1996. Ciclo A
SOLEMNIDAD DE santa María Madre de Dios
(GEP, 01-01-96)
Lectura del santo Evangelio según san Lucas 2, 16-21
Los pastores fueron rápidamente y encontraron a María, a José, y al recién nacido acostado en el pesebre. Al verlo, contaron lo que habían oído decir sobre este niño, y todos los que los escuchaban quedaron admirados de lo que decían los pastores. Mientras tanto, María conservaba estas cosas y las meditaba en su corazón. Y los pastores volvieron, alabando y glorificando a Dios por todo lo que habían visto y oído, conforme al anuncio que habían recibido. Ocho días después, llegó el tiempo de circuncidar al niño y se le puso el nombre de Jesús, nombre que le había sido dado por el Ángel antes de su concepción.
SERMÓN
La solemnidad de Santa María, Madre de Dios, con la cual comenzamos el año, no es simplemente una conmemoración más de la Santísima Virgen, ni una piadosa devoción introducida después del concilio para reemplazar la fiesta de la Circuncisión de Jesús, o solo para poner bajo el amparo maternal de María el año que comienza: se trata de afirmar una de las verdades más fundamentales del cristianismo, en la indisoluble unión del misterio de Cristo con el de María.
Hoy, de tanto repetirlo a los cristianos nos suena cotidiana, poco llamativa la frase Santa María, Madre Dios; pero en las primeras épocas del cristianismo tal título, sonó a los oídos de algunos eruditos como algo estrafalario. ¿Cómo era posible que Dios, eterno, inmutable, infinito, origen de todas las cosas, tuviera madre? Eso podía no ofrecer problemas a los simples, a los poco instruidos, a los paganos -que admitían, en su imagen equivocada de lo divino, tantos nacimientos y maternidades de dioses- pero, para la gente culta, aquellos que sabían que Dios no podía tener principio ni fin, ni mutación alguna, hablar de una madre de Dios parecía un verdadero dislate. ¿Y acaso la revelación judía no había demostrado terminantemente la trascendencia absoluta de Dios a todas sus criaturas? Si El era el Creador y por lo tanto anterior a todas sus criaturas, ¿cómo una mujer, criatura ella, iba a ser madre del Creador?

Entradas de anotación con coordenadas:
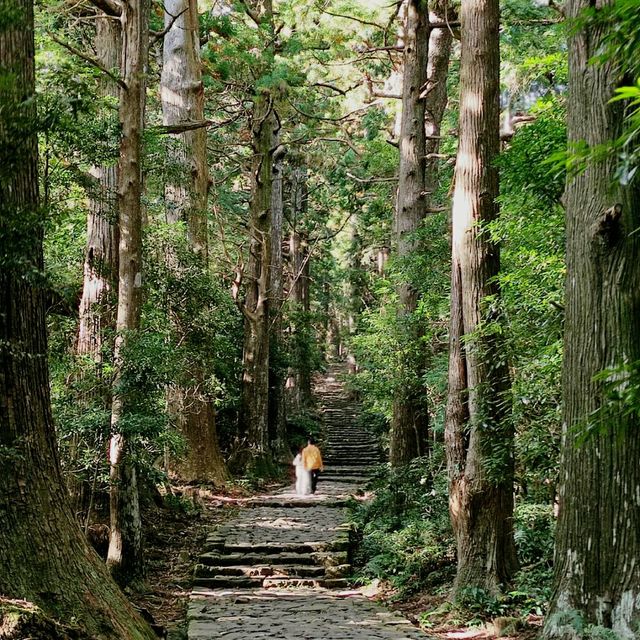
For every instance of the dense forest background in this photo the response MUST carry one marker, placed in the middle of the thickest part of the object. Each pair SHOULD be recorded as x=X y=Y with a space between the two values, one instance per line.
x=204 y=202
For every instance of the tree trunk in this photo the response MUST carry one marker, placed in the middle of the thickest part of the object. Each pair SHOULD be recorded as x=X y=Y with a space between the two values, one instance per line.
x=265 y=126
x=98 y=302
x=125 y=555
x=410 y=419
x=597 y=572
x=277 y=418
x=299 y=387
x=182 y=95
x=440 y=41
x=101 y=257
x=43 y=554
x=478 y=430
x=255 y=381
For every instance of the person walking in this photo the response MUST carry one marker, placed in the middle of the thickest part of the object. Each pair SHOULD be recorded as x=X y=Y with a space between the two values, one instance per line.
x=312 y=460
x=303 y=477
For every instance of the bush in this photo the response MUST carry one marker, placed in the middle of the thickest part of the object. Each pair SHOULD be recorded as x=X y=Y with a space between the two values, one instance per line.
x=404 y=531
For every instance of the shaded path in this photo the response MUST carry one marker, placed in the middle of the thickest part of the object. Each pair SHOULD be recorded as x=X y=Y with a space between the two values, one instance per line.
x=278 y=569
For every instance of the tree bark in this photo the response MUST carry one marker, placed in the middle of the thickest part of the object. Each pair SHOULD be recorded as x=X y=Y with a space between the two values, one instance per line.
x=265 y=126
x=44 y=556
x=407 y=439
x=277 y=416
x=125 y=556
x=299 y=387
x=100 y=279
x=182 y=94
x=478 y=431
x=597 y=568
x=255 y=381
x=101 y=257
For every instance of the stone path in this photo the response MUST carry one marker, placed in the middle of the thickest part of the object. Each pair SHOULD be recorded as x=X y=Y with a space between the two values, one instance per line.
x=278 y=570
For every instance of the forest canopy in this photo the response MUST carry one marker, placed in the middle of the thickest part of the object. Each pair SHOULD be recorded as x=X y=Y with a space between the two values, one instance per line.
x=204 y=204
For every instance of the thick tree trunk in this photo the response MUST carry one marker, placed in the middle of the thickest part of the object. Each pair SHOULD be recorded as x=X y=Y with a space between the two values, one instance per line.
x=265 y=125
x=440 y=41
x=182 y=95
x=299 y=385
x=478 y=431
x=43 y=554
x=125 y=555
x=100 y=282
x=597 y=567
x=407 y=439
x=255 y=381
x=101 y=257
x=277 y=417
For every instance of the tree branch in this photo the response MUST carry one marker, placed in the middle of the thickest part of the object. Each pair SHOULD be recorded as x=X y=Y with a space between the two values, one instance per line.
x=367 y=22
x=90 y=59
x=180 y=127
x=110 y=7
x=158 y=35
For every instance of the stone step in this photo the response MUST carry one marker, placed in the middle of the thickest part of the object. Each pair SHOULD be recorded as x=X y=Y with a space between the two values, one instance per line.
x=228 y=559
x=220 y=545
x=350 y=462
x=228 y=582
x=350 y=470
x=340 y=543
x=259 y=571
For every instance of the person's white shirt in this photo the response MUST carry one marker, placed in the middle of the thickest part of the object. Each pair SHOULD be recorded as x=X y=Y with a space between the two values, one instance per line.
x=303 y=477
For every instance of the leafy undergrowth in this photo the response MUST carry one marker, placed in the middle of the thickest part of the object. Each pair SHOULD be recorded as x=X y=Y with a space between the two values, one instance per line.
x=406 y=556
x=174 y=537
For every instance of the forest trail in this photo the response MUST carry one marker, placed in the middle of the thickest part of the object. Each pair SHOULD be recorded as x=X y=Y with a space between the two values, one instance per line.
x=278 y=569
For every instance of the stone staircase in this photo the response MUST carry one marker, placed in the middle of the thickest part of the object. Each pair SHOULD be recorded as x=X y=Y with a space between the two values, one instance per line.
x=285 y=540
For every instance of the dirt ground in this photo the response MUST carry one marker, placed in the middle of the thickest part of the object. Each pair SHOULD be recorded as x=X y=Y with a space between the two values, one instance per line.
x=445 y=624
x=175 y=536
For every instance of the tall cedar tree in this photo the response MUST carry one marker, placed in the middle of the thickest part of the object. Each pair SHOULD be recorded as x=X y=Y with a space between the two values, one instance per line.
x=182 y=95
x=277 y=415
x=597 y=559
x=265 y=127
x=478 y=430
x=44 y=557
x=409 y=423
x=125 y=555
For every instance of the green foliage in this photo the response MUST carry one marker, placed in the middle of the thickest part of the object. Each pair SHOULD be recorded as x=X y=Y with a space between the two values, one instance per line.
x=620 y=389
x=404 y=530
x=572 y=623
x=534 y=529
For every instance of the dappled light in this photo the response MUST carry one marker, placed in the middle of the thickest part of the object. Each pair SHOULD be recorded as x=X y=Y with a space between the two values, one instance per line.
x=319 y=319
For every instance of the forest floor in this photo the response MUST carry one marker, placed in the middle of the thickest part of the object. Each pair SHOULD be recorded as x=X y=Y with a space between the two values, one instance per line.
x=176 y=535
x=446 y=625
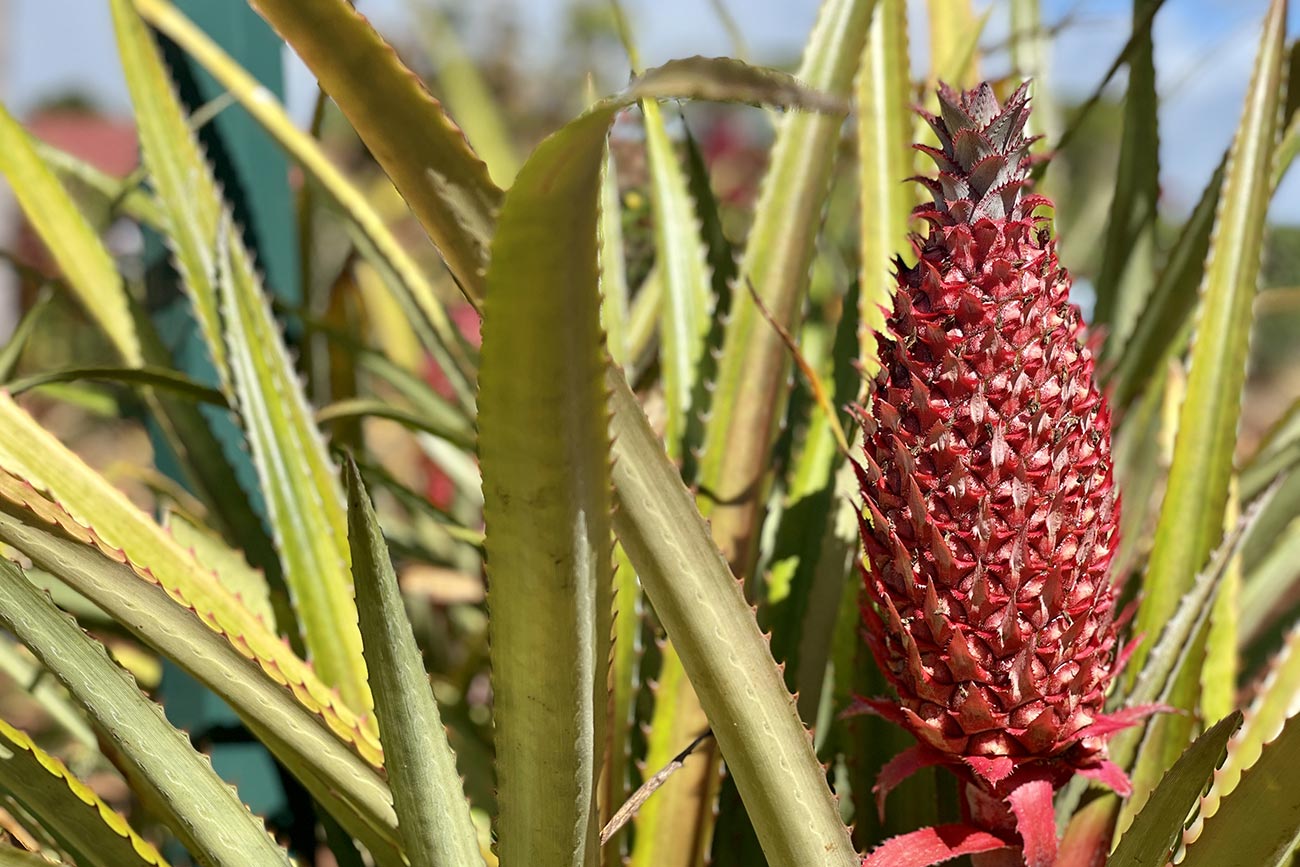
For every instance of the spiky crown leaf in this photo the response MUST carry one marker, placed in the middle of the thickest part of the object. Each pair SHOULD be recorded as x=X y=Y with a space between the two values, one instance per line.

Tareas:
• A. Enumera los atributos de Dios que aparecen en la pregunta del texto de la solemnidad que empieza con «¿Cómo era posible que Dios».
• B. Reescribe el fragmento del texto de la solemnidad desde «1996. Ciclo A» hasta «de su concepción.», y sustituye «pesebre» por «establo».

Respuestas del ejercicio:
• A. eterno, inmutable, infinito, origen de todas las cosas

• B.
1996. Ciclo A
SOLEMNIDAD DE santa María Madre de Dios
(GEP, 01-01-96)
Lectura del santo Evangelio según san Lucas 2, 16-21
Los pastores fueron rápidamente y encontraron a María, a José, y al recién nacido acostado en el establo. Al verlo, contaron lo que habían oído decir sobre este niño, y todos los que los escuchaban quedaron admirados de lo que decían los pastores. Mientras tanto, María conservaba estas cosas y las meditaba en su corazón. Y los pastores volvieron, alabando y glorificando a Dios por todo lo que habían visto y oído, conforme al anuncio que habían recibido. Ocho días después, llegó el tiempo de circuncidar al niño y se le puso el nombre de Jesús, nombre que le había sido dado por el Ángel antes de su concepción.